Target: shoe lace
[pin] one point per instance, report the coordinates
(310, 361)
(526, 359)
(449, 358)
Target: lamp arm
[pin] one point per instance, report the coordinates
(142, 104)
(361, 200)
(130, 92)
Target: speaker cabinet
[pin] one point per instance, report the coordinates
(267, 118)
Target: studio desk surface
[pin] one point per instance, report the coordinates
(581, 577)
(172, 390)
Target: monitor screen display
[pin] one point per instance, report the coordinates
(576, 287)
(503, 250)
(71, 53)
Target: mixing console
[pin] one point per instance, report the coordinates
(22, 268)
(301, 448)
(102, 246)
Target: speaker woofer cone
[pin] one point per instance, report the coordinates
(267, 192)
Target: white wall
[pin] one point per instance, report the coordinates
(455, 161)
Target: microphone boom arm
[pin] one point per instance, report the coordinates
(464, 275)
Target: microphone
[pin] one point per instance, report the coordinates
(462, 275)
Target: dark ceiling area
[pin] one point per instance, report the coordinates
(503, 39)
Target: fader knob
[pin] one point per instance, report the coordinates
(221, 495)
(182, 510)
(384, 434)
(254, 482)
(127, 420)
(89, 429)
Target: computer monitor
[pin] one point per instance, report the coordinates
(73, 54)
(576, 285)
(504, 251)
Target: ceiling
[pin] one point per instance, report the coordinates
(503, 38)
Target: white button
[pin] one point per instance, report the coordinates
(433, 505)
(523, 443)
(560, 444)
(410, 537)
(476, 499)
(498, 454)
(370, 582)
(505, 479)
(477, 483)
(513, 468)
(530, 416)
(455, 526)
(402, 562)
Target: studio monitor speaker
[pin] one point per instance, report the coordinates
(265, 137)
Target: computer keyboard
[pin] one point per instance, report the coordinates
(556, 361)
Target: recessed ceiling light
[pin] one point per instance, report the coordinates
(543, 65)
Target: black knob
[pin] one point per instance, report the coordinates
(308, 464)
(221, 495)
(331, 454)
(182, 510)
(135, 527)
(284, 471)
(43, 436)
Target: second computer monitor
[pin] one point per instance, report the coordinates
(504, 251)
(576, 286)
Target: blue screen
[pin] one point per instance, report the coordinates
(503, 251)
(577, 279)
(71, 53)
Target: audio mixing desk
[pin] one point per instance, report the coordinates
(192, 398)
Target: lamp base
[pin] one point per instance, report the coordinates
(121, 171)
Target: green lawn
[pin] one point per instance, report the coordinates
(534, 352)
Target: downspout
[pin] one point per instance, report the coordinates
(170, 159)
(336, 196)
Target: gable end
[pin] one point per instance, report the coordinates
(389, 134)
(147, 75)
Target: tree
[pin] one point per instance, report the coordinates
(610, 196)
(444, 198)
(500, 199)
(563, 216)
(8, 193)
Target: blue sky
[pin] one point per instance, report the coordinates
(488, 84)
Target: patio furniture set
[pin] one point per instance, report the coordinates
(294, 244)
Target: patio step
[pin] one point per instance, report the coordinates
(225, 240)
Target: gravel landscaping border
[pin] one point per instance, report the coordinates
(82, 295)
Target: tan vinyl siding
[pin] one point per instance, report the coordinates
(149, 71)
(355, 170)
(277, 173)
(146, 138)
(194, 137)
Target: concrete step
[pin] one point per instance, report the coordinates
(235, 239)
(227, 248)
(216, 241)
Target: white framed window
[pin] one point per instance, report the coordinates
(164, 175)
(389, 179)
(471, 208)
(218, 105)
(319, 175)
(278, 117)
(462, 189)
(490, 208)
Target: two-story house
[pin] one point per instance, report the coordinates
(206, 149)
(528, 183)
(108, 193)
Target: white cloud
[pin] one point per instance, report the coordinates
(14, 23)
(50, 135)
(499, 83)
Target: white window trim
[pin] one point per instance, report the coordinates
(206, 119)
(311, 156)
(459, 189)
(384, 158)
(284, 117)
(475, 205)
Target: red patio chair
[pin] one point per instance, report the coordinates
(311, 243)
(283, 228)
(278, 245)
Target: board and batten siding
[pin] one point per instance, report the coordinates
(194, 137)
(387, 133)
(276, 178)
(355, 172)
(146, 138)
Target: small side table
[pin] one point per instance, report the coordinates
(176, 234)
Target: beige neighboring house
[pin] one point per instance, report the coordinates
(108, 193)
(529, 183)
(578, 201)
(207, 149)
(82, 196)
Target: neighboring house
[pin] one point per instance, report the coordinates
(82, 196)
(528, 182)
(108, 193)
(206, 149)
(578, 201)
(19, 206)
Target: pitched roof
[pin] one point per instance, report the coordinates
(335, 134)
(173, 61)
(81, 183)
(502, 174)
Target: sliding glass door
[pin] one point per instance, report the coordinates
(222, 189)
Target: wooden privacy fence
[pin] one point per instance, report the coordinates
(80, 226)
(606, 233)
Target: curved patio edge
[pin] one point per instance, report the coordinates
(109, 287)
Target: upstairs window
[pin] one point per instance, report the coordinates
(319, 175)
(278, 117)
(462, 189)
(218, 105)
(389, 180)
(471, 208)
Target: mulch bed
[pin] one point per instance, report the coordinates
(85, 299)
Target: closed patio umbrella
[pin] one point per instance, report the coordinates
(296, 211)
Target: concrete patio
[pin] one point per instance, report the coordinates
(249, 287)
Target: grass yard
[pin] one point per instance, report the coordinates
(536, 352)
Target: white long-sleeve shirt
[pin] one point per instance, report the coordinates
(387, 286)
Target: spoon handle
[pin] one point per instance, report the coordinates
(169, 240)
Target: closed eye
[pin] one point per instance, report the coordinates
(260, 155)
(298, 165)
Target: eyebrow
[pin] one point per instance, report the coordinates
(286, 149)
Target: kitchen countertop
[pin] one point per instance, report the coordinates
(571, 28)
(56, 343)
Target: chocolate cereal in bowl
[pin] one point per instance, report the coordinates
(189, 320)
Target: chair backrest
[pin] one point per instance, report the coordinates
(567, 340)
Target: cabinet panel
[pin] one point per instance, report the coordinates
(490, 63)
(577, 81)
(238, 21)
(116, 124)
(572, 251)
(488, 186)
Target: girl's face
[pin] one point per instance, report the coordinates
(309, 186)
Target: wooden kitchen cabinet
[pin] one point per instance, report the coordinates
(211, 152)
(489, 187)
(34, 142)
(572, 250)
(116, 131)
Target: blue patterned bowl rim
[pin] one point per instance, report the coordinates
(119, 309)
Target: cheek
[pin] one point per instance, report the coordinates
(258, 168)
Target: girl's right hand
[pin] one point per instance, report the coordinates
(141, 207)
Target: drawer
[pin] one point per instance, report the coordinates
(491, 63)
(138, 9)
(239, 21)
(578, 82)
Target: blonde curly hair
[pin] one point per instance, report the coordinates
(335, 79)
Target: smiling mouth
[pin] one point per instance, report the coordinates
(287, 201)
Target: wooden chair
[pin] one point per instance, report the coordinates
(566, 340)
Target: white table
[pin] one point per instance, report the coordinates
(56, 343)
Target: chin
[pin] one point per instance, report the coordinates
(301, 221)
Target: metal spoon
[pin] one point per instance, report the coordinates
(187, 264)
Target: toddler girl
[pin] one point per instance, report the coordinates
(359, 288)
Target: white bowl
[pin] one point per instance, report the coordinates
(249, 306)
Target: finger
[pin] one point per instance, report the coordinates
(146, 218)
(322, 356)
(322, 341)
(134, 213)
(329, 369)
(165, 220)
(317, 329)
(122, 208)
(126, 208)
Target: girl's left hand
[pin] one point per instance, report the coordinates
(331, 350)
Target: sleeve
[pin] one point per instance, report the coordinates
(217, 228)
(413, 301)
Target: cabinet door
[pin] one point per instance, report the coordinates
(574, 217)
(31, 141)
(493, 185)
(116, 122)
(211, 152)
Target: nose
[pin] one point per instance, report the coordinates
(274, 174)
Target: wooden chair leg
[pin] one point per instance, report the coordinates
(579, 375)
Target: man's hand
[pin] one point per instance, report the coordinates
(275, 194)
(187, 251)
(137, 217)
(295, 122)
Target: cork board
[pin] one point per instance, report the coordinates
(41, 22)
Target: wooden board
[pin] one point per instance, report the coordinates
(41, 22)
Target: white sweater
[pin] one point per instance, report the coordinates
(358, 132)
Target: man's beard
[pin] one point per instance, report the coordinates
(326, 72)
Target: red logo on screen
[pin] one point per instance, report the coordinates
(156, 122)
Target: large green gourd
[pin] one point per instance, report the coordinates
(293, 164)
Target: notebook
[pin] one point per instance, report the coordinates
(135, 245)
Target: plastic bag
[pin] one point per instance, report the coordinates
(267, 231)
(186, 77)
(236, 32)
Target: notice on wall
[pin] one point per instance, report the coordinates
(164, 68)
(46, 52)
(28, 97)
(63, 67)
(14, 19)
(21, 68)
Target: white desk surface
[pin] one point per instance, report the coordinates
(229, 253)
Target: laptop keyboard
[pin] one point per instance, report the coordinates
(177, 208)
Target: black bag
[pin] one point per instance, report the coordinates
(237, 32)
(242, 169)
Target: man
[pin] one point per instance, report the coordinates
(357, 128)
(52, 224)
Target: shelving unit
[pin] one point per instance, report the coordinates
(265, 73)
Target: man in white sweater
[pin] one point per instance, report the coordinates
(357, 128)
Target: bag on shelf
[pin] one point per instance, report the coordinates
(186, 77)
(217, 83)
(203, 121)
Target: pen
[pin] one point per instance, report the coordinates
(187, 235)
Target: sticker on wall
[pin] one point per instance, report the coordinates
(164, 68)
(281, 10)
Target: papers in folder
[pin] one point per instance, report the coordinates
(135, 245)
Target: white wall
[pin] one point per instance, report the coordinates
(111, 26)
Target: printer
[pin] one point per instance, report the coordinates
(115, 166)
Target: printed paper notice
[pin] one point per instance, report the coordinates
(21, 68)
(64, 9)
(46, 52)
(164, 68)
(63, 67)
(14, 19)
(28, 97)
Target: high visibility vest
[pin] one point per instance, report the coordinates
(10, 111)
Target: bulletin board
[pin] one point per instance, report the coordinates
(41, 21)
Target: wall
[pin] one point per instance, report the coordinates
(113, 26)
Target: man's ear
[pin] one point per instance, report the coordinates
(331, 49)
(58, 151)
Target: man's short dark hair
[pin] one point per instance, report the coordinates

> [Task objective]
Take the line with "Target: bag on shelf" and all lines after it through the end of the records, and write them out exactly; include nothing else.

> [Written solution]
Target: bag on shelf
[pin] one point per instance, report the coordinates
(186, 77)
(217, 83)
(203, 121)
Target: pen
[pin] one point per instance, report the coordinates
(187, 235)
Target: sticker on wall
[pin] one point per instance, report the coordinates
(164, 68)
(281, 10)
Target: papers in folder
[pin] one point per instance, report the coordinates
(135, 245)
Target: white wall
[pin] one point per instance, report the coordinates
(111, 26)
Target: printer
[pin] one point per instance, report the coordinates
(115, 166)
Target: printed paper notice
[pin] one point per instance, report the coordinates
(21, 68)
(64, 9)
(46, 52)
(164, 68)
(63, 67)
(14, 19)
(28, 97)
Target: high visibility vest
[pin] one point per instance, report the coordinates
(10, 111)
Target: bulletin board
[pin] one point per instance, report the coordinates
(41, 21)
Target: wall
[pin] one point per instance, report the coordinates
(113, 26)
Target: man's ear
[pin] one point per instance, report the coordinates
(331, 49)
(58, 151)
Target: man's short dark hair
[pin] one point per instance, report the coordinates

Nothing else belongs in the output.